**EXERCISE DESCRIPTION**
Copy the entries exactly, leaving out nothing.

******

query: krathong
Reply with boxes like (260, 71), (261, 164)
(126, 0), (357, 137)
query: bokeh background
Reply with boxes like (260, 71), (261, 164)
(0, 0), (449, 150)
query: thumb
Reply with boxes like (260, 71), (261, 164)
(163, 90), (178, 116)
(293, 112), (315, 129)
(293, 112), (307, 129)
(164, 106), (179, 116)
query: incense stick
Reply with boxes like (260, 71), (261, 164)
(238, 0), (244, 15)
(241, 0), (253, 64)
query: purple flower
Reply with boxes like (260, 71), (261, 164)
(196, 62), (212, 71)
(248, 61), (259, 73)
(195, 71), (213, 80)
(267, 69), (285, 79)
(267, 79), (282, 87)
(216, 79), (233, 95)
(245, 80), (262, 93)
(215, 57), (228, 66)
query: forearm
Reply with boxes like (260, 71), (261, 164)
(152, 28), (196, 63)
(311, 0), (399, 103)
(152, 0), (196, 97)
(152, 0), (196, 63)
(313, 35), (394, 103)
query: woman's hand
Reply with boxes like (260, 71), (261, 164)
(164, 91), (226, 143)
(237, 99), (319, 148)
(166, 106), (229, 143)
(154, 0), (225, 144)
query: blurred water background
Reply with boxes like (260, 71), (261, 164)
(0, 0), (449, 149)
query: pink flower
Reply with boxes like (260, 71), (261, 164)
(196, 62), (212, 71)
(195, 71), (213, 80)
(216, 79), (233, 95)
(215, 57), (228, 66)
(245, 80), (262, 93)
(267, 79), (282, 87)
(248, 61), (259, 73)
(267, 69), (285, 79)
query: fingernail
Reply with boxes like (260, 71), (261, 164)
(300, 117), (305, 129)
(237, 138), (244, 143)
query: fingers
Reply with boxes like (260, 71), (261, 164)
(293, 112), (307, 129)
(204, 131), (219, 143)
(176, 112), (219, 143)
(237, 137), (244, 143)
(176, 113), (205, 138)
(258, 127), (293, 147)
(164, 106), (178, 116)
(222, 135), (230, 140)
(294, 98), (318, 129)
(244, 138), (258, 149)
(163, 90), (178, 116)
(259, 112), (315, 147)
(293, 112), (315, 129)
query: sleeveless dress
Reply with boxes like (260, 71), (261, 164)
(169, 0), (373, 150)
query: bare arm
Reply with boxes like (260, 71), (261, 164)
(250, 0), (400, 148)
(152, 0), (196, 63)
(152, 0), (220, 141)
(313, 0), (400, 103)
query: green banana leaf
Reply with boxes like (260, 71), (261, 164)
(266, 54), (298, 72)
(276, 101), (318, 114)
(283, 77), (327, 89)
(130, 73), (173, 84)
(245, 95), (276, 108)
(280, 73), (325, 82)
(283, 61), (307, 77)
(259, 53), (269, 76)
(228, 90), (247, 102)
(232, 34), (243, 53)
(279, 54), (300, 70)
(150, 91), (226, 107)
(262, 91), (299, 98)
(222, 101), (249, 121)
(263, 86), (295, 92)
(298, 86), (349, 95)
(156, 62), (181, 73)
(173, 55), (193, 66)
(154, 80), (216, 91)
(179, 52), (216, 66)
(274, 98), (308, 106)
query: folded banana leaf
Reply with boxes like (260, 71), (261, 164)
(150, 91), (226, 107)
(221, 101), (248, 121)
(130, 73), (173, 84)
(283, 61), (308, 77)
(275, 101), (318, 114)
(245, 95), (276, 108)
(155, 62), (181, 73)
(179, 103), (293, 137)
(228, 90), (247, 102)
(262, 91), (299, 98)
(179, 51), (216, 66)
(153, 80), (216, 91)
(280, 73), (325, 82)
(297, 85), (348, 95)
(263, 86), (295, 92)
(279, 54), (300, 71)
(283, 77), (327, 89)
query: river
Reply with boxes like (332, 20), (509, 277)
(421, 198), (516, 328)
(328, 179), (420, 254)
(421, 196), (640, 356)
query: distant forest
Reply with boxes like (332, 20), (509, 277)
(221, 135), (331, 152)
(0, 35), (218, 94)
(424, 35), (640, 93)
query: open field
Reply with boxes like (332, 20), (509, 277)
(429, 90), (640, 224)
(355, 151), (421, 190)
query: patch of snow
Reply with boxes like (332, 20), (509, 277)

******

**ANSWER**
query: krathong
Reply with boxes like (260, 71), (261, 164)
(126, 0), (357, 137)
query: bokeh background
Reply with boxes like (260, 71), (261, 164)
(0, 0), (449, 150)
query: thumb
Reply with boxes like (260, 71), (261, 164)
(163, 90), (178, 116)
(293, 112), (315, 129)
(293, 112), (307, 129)
(164, 106), (179, 116)
query: incense stick
Reply with boxes like (260, 71), (261, 164)
(238, 0), (244, 15)
(241, 0), (253, 64)
query: purple flower
Reply with boxes like (260, 71), (261, 164)
(196, 62), (212, 71)
(248, 61), (259, 73)
(195, 71), (213, 80)
(267, 69), (285, 79)
(267, 79), (282, 87)
(216, 79), (233, 95)
(245, 80), (262, 93)
(215, 57), (228, 66)
query: forearm
Reply with boxes like (260, 71), (261, 164)
(152, 28), (196, 63)
(311, 0), (399, 103)
(152, 0), (196, 97)
(152, 0), (196, 63)
(313, 35), (394, 103)
query: woman's hand
Reply with boxes like (260, 71), (261, 164)
(164, 91), (226, 143)
(237, 99), (319, 148)
(166, 106), (229, 143)
(154, 0), (225, 144)
query: blurred water background
Reply with boxes like (260, 71), (261, 164)
(0, 0), (449, 149)
query: pink flower
Reply with boxes like (260, 71), (261, 164)
(196, 62), (212, 71)
(195, 71), (213, 80)
(216, 79), (233, 95)
(215, 57), (228, 66)
(245, 80), (262, 93)
(267, 79), (282, 87)
(248, 61), (259, 73)
(267, 69), (285, 79)
query: fingernail
Reply with boxes like (260, 71), (261, 164)
(300, 117), (305, 129)
(237, 138), (244, 143)
query: fingers
Reply with boxes like (260, 71), (261, 164)
(293, 112), (307, 129)
(204, 131), (219, 143)
(176, 112), (219, 143)
(237, 137), (244, 143)
(176, 113), (205, 138)
(258, 127), (293, 147)
(164, 106), (178, 116)
(222, 135), (230, 140)
(294, 98), (318, 129)
(244, 138), (258, 149)
(163, 90), (178, 116)
(259, 112), (315, 147)
(293, 112), (315, 129)
query: sleeveless dress
Reply with boxes like (260, 71), (261, 164)
(169, 0), (373, 150)
query: bare arm
Reply with boxes like (260, 71), (261, 164)
(250, 0), (400, 148)
(152, 0), (196, 63)
(152, 0), (220, 141)
(313, 0), (400, 103)
query: green banana leaf
Reply with boxes like (260, 71), (261, 164)
(266, 54), (298, 72)
(276, 101), (318, 114)
(283, 77), (327, 89)
(130, 73), (173, 84)
(245, 95), (276, 108)
(280, 73), (325, 82)
(283, 61), (307, 77)
(259, 53), (269, 76)
(228, 90), (247, 102)
(232, 34), (243, 53)
(279, 54), (300, 70)
(150, 91), (226, 107)
(262, 91), (299, 98)
(222, 101), (249, 121)
(263, 86), (295, 92)
(298, 86), (349, 95)
(156, 62), (181, 73)
(173, 55), (193, 66)
(154, 80), (216, 91)
(179, 52), (216, 66)
(274, 98), (308, 106)
query: folded banana leaf
Reply with boxes like (260, 71), (261, 164)
(150, 91), (226, 107)
(221, 101), (248, 121)
(130, 73), (173, 84)
(283, 61), (308, 77)
(275, 101), (318, 114)
(245, 95), (276, 108)
(155, 62), (181, 73)
(179, 103), (293, 137)
(228, 90), (247, 102)
(262, 91), (299, 98)
(179, 51), (216, 66)
(153, 80), (216, 91)
(280, 73), (325, 82)
(297, 85), (348, 95)
(263, 86), (295, 92)
(279, 54), (300, 71)
(283, 77), (327, 89)
query: river
Reply with boxes like (332, 20), (509, 277)
(421, 198), (516, 328)
(328, 179), (420, 254)
(421, 196), (640, 356)
query: distant forest
Reply with boxes like (332, 20), (509, 277)
(221, 135), (331, 152)
(0, 35), (218, 94)
(424, 35), (640, 93)
query: open field
Reply with boxes like (332, 20), (509, 277)
(429, 90), (640, 224)
(355, 151), (421, 190)
query: patch of snow
Reply with boxes like (332, 20), (509, 277)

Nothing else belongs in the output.